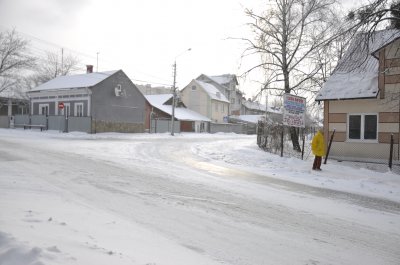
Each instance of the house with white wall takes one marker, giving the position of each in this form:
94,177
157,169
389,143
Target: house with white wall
205,98
362,96
227,84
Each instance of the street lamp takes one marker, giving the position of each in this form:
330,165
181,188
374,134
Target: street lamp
174,93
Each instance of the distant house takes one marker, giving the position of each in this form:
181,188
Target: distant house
227,84
252,107
151,90
361,98
205,98
110,99
13,103
160,116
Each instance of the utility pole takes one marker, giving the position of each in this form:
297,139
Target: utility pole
97,61
174,93
62,61
173,100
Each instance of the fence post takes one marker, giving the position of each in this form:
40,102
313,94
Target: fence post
391,151
283,128
329,147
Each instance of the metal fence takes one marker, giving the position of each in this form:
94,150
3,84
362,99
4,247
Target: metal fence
228,128
371,154
276,139
164,125
51,122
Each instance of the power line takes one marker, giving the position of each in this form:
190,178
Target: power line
42,52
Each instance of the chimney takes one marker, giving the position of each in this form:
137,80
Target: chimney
89,68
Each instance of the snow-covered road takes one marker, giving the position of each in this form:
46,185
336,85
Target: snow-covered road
111,199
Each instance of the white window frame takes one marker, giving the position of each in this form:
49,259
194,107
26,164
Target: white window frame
362,128
66,109
76,105
41,106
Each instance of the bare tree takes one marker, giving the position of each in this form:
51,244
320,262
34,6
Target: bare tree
14,59
288,36
53,65
375,15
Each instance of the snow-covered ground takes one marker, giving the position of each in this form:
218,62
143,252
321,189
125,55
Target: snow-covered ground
154,199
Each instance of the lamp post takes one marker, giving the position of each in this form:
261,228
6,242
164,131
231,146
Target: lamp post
174,93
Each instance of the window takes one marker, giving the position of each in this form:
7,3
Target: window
66,111
43,109
78,109
362,127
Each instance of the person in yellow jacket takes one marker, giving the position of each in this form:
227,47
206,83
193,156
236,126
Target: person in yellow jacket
318,149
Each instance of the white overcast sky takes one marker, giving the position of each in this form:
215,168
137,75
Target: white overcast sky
141,37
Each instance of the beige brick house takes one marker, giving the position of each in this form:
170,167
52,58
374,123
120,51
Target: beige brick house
361,99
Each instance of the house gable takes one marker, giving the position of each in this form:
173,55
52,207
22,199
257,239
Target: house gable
357,74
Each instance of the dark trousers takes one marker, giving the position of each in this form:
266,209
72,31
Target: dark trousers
317,162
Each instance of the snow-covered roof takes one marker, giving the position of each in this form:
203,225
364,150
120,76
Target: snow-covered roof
248,118
356,75
212,91
75,81
182,114
254,105
223,79
13,94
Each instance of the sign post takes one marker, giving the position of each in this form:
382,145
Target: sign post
61,105
294,111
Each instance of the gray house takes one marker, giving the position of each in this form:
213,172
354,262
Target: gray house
109,99
227,84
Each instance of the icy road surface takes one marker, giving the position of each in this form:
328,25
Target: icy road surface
153,200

------------------------------------------------------------------------

> _Exercise_: Repeat all of the entries above word for word and omit the pictures.

> _Solution to this problem_:
Each instance of the house with white wall takes one marker, giving the position of each in this form:
94,177
157,169
389,143
Target: house with white wall
205,98
362,96
227,84
Each instance of the street lamp takes one marker, giving the position of each in this form:
330,165
181,188
374,134
Target: street lamp
174,93
Each instance of the distant house takes one marker, giving the position of each in this form:
181,188
Target: distant house
227,84
252,107
151,90
361,98
205,98
110,99
13,103
160,116
Each instance of the utility pole takes one marker, giving the position of each in this form:
297,139
Target: utility pole
97,61
174,93
62,61
173,100
Each instance of the fence post takes one marker, giving the position of each in this form:
40,102
313,94
Target: fence post
391,151
283,128
329,147
Each instance of the metal fence takes one marker, giving the position of each in this form:
94,150
3,84
362,99
4,247
Target: metal fence
228,128
371,154
276,139
164,125
51,122
Each instance of the power line takes one marker, giving the position of each in this form:
190,178
Target: power line
42,52
Each instance of the chimney takes one marker, giving the position of each in this form:
137,80
Target: chimney
89,68
Each instance of the snow-covered road takes one marker, giving the position of each in this form:
46,185
336,85
Target: snow-covered road
111,199
Each instance of the white window frame takes one marker, giving the position of each in this form:
49,259
194,107
26,164
Target: white window frame
362,128
66,109
76,105
41,106
Each instance of the bare tree takes one marker, giving the position of each in this form:
51,244
320,262
34,6
Target: bare tree
14,59
288,36
53,65
375,15
Each instance of the snow-covered ground takes one marker, giving the position of each in this form:
218,62
143,252
321,189
125,55
Target: snow-covered ground
154,199
Each instance of the lamp post takes one marker, giving the position of each in this form:
261,228
6,242
164,131
231,146
Target: lamp post
174,93
Each instance of the window takes one marker, giving the position of each in this form:
7,3
Target: window
66,111
43,109
78,109
362,127
Each instance of the person in yellow jacket takes one marker, giving the position of each in this form:
227,47
206,83
193,156
236,126
Target: person in yellow jacket
318,149
Each instance of the white overcast sky takes one marker, giving the position of each in this form:
215,168
137,75
Target: white overcast sky
141,37
Each instance of the beige brick house takes one marker, giving the position of each in this form:
170,167
52,58
374,123
120,51
Target: beige brick house
361,99
Each instance of the house gable takes one marker, giving the position of each in this form:
173,55
52,207
22,199
257,239
Target: house gable
357,74
Each instance of the dark trousers takes one marker, giving the position of each in this form:
266,209
72,31
Target: dark trousers
317,162
Each instance of the snow-covered roof takes one marker, giving the position of each in this form:
203,225
364,150
120,76
Target: snow-covered roof
248,118
356,75
212,91
75,81
182,114
254,105
223,79
13,94
Each instance of the sign post takes one marker, giving the position of each in this form:
382,145
Target: sign post
61,105
294,111
Each instance of the gray house takes one marker, giving the position of each in this form:
213,172
354,262
Target: gray house
109,99
227,84
Each instance of the icy road surface takes one marker, giving the position of each in this form:
328,25
Target: icy road surface
153,200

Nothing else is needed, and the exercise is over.